**PAGE EXTRACT**
## start

ENGL 103: Composition and Critical Thinking

Citrus College Course Outline of Record

Citrus College Course Outline of Record
Heading Value
Effective Term: Fall 2022
Credits: 3
Total Contact Hours: 54
Lecture Hours : 54
Lab Hours: 0
Hours Arranged: 0
Outside of Class Hours: 108
Prerequisite: ENGL 101 or ENGL 101E or ENGL 101H.
District General Education: A2. Communication & Analytical Thinking
Transferable to CSU: Yes
Transferable to UC: Yes - Approved
Grading Method: Standard Letter

Catalog Course Description

This course uses literature as a basis for the teaching of critical thinking and composition. The emphasis is upon the analysis of issues, problems, and situations represented in fiction, drama and poetry, and on the development of effective written arguments in support of the analysis. Meets the IGETC critical thinking requirement. 54 lecture hours.

Course Objectives

  • read analytically and evaluate critically the personal, cultural, philosophic, religious, and social issues represented in literature
  • identify and evaluate the writer's use of literature as a persuasive tool, and advocate or refute the polemical issues raised in literary work
  • through inferential reasoning, develop judgments in the form of thesis statements (which involves the ability to distinguish belief from knowledge and fact from judgment) in response to questions of character, tone, theme, point of view, symbolism, diction, style, and rhetorical uses of language such as appeals to logic, emotion, and projected image
  • employ both deductive and inductive forms of reasoning in the defense and development of thesis/judgments
  • identify and avoid common formal and informal logical fallacies in the development of thesis/judgment
  • write well-organized critical essays in response to questions posed in literature -- essays will state and develop the thesis through logical argumentation
  • evaluate student essays for valid and sound argumentation, clarity, abuses in rhetoric, and effective use of denotative and connotative aspects of language, and selected examples, details, and evidence to support or validate thesis and other generalizations

Major Course Content

(% of classroom hours spent on each topic is noted at right)

## end

**ENTRIES SHOWN**
## start

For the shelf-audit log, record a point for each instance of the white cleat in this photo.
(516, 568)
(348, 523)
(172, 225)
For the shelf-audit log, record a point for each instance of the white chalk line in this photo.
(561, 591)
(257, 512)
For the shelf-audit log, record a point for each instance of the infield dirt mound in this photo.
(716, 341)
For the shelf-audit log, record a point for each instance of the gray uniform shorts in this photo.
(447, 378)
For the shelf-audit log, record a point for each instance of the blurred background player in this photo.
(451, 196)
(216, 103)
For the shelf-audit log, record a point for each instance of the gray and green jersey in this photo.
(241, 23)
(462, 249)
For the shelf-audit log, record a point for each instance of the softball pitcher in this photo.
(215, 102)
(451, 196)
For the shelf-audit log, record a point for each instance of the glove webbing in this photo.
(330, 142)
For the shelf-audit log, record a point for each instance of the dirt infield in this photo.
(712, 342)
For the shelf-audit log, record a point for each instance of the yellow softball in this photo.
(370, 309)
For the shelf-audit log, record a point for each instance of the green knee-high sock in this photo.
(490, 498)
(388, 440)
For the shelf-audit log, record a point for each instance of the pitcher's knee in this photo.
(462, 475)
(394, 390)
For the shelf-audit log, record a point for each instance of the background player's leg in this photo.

## end

**EXERCISES**
• 1. List the kinds of issues that the first course objective in the ENGL 103 course outline says students should read analytically and evaluate critically in literature.
• 2. Reproduce the ENGL 103 course outline word for word from "District General Education: A2." to "54 lecture hours.".
• 3. Write the next part of the ENGL 103 course outline, picking up after its final line.
The items have no connection to the course outline.

**RESPONSES IN ORDER**
• 1. personal, cultural, philosophic, religious, social

• 2.
District General Education: A2. Communication & Analytical Thinking
Transferable to CSU: Yes
Transferable to UC: Yes - Approved
Grading Method: Standard Letter

Catalog Course Description

This course uses literature as a basis for the teaching of critical thinking and composition. The emphasis is upon the analysis of issues, problems, and situations represented in fiction, drama and poetry, and on the development of effective written arguments in support of the analysis. Meets the IGETC critical thinking requirement. 54 lecture hours.

• 3.
Since the course objective is to apply the principles of argument in response to the intellectual challenges posed by literature, the following outline does not suggest an order -- rather an integration of the following:

  1. Critical Reading Strategies 25%
    1. Reading for purpose
    2. Understanding relationship of language to logic
    3. Drawing inferences
    4. Evaluating diction
    5. Recognizing denotative and connotative language
    6. Identifying rhetorical devices
  2. Approaches to Critical Analysis-Methods of Evaluating and Understanding 25%
    1. Traditional approaches
    2. Alternate approaches
  3. Writing the Argument/Response 25%
    1. Assessing purpose and audience
    2. Evaluating evidence
    3. Formulating thesis/judgment
    4. Determining effectiveness of persuasive approach (deductive/inductive/mixed)
    5. Avoiding fallacious reasoning
    6. Developing evidence
    7. Organizing, evaluating, revising
  4. Applying the Argument 25% (Students will Apply These Principles and Techniques to Writing)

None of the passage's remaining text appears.